What is being asked
Below is a set of entries. Print the line that contains "Where can you spot the smiling" and every later line word for word, through the final one.
----------------
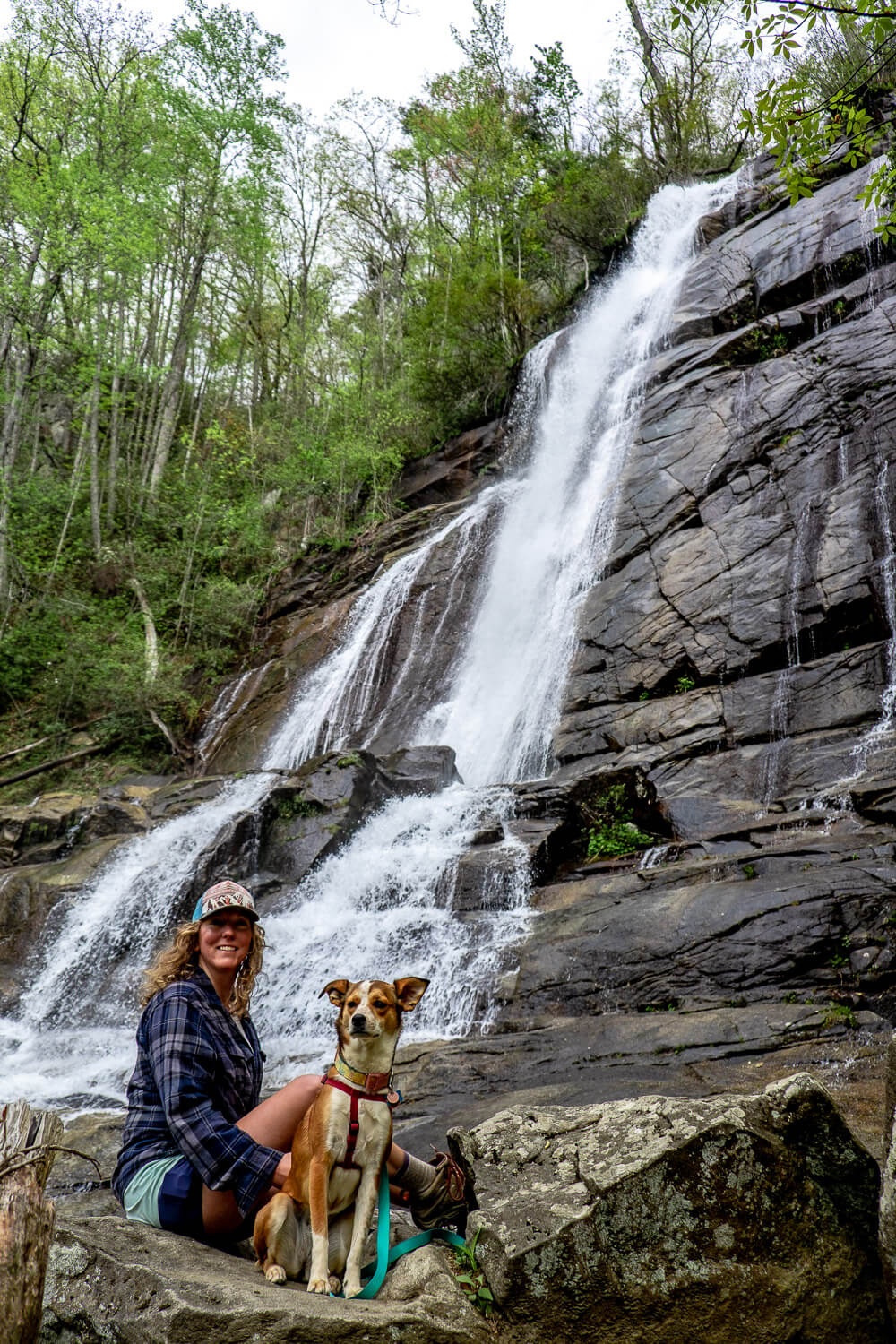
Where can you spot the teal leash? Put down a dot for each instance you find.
(387, 1255)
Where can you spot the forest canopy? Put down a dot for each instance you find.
(226, 325)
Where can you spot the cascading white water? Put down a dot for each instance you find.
(383, 903)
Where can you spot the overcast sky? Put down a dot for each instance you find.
(338, 46)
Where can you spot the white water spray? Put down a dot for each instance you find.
(384, 903)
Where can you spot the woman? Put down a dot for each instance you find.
(199, 1153)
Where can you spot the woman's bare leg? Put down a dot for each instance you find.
(273, 1124)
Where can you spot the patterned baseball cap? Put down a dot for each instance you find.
(225, 895)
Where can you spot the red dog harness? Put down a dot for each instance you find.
(354, 1124)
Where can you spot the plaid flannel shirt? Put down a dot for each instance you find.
(195, 1077)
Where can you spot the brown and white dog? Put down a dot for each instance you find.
(340, 1145)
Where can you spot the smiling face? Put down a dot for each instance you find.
(225, 938)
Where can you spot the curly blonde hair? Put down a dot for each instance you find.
(180, 959)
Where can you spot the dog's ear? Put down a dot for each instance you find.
(336, 992)
(410, 991)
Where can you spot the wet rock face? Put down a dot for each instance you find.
(737, 647)
(667, 1220)
(312, 812)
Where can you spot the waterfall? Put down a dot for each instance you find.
(521, 556)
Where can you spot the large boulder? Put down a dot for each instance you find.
(734, 1218)
(116, 1282)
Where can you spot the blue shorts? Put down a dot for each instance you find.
(180, 1207)
(180, 1201)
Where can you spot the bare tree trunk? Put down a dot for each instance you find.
(171, 394)
(665, 152)
(26, 1217)
(151, 658)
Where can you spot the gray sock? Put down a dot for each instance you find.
----------------
Output of the task
Where can you spot the smiling face? Put down a dot for each instance you find.
(225, 938)
Where can you spot the curly blonde hair? Put down a dot for each instance you find.
(180, 959)
Where can you spot the dog's ear? Put down a dot for each instance you find.
(336, 992)
(410, 991)
Where can you spot the wet rock face? Put down a dot for each instance you find.
(737, 647)
(667, 1220)
(312, 812)
Where can you spot the waterfall? Put down a dot for each instance you find.
(521, 556)
Where can you spot the large boulder? Put down a dot for each instance you find.
(734, 1218)
(116, 1282)
Where can you spot the blue shorts? Put down a dot for each instance you find.
(180, 1207)
(180, 1201)
Where can you spot the bare tree trunk? Put down a dot for each instance you find.
(171, 394)
(665, 152)
(26, 1217)
(151, 658)
Where can you spot the gray sock? Put down a dot for each instance you find.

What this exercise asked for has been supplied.